§ Stated problem A
Collect every line of the rows below that contains the string "JSON", copying each one in full. Case counts.

§ Given passage

Thoughts on Excellence Free E-Newsletter Series
Volume 14, Issue No. 12b
April 15, 2016
By Dan Coughlin
To me, empathy means working to understand what another person is thinking and feeling, and then responding in an effective way.
I’m convinced that empathy is the most important characteristic to building a successful organization.
Empathy Impacts Every Aspect of an Organization
With empathy you can create products and services that customers truly need even if they don’t know they need them. Once they discover how helpful the product or service is for them, they will start to feel that they can’t live without it. Who knew we all had to have smart phones?
Empathy allows us to be effective innovators. In their book, Creative Confidence, David and Tom Kelley wrote that empathy is the driver of consumer insights and innovation. You need to step into the world of customers in order to truly understand the real issues that they deal with when using a specific product or service. You can’t be optimally innovative if you don’t understand what other people are thinking and feeling in the situations you’re trying to improve. These two brothers created IDEO, one of the leading design and innovation companies in the world.
Empathy allows you to figure out how to respond to different employees and meet their different needs at different times.
Empathy helps business leaders to have the courage to leave a proven strategy and move in a more effective direction when they realize the old approach is no longer in tune with what people are feeling and thinking.
By standing in tune with what customers are thinking and feeling, you can continue to strengthen your brand.
In his book, Humans Are Underrated, Geoff Colvin worked to identify what humans can do better than computers. The list was surprisingly short. He landed primarily on empathy and collaboration. Then he highlighted why these attributes are so critically important. He explained that the key to being successful in the 21st Century is to embrace our primary human attributes and use them even more often. We no longer have to do what computers can do so much faster than we can do. What we need to do more of is to work to understand what other people are thinking and feeling, and then respond in effective ways that help them to achieve what they want to achieve.

§ Stated problem B
Answer these questions from the newsletter on empathy above:
(i) What date does the newsletter carry?
(ii) What company did David and Tom Kelley create?
(iii) Which two attributes did Geoff Colvin primarily land on as things humans do better than computers?

§ Dataset
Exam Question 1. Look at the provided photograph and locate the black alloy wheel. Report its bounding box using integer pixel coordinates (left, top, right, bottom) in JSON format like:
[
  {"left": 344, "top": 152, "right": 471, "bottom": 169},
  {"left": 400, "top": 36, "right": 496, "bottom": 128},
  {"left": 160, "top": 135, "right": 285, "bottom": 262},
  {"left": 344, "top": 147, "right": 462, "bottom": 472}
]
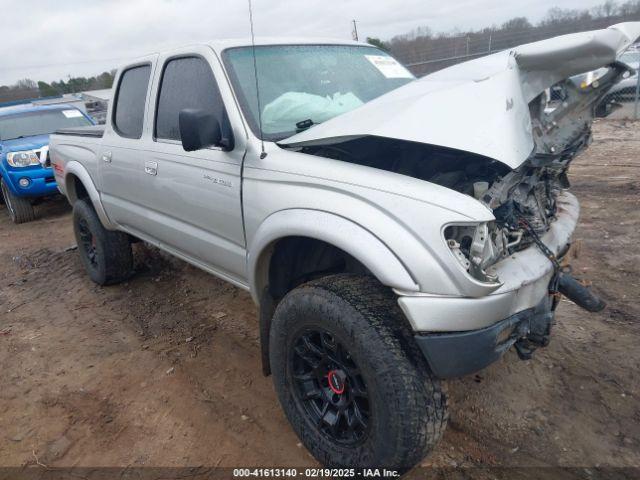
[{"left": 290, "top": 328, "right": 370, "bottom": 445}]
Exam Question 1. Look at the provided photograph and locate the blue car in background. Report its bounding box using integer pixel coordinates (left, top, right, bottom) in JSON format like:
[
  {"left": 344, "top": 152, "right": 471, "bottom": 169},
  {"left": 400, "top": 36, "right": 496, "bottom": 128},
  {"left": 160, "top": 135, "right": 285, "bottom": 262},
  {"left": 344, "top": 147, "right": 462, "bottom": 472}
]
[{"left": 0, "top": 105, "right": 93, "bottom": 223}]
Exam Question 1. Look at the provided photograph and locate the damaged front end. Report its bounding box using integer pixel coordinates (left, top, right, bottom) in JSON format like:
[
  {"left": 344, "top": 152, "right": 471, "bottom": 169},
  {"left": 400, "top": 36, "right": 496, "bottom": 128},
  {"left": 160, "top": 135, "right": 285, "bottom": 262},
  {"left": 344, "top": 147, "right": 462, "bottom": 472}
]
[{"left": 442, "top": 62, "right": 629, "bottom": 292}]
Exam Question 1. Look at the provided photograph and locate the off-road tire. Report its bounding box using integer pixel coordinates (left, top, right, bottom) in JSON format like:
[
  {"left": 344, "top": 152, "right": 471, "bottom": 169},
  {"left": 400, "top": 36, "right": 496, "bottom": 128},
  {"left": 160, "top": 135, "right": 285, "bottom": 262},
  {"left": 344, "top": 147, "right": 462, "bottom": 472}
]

§ Problem solution A
Exam Question 1. Look at the provided photograph and locate the black alloy wheel. Report its bounding box using integer pixel coordinates (left, top, right, bottom) in JSON format like:
Exam Question 1. Look at the provided photograph and locate the blue car in background. Report its bounding box using integer pixel coordinates (left, top, right, bottom) in JSON format like:
Exam Question 1. Look at the provided photograph and locate the damaged front end. Report its bounding box using integer pixel coordinates (left, top, right, bottom) in JSON format like:
Exam Question 1. Look at the provided photograph and locate the off-road tire. Report its bounding box using integer pixel coordinates (left, top, right, bottom) in JSON format like:

§ Problem solution B
(i) April 15, 2016
(ii) IDEO
(iii) Empathy and collaboration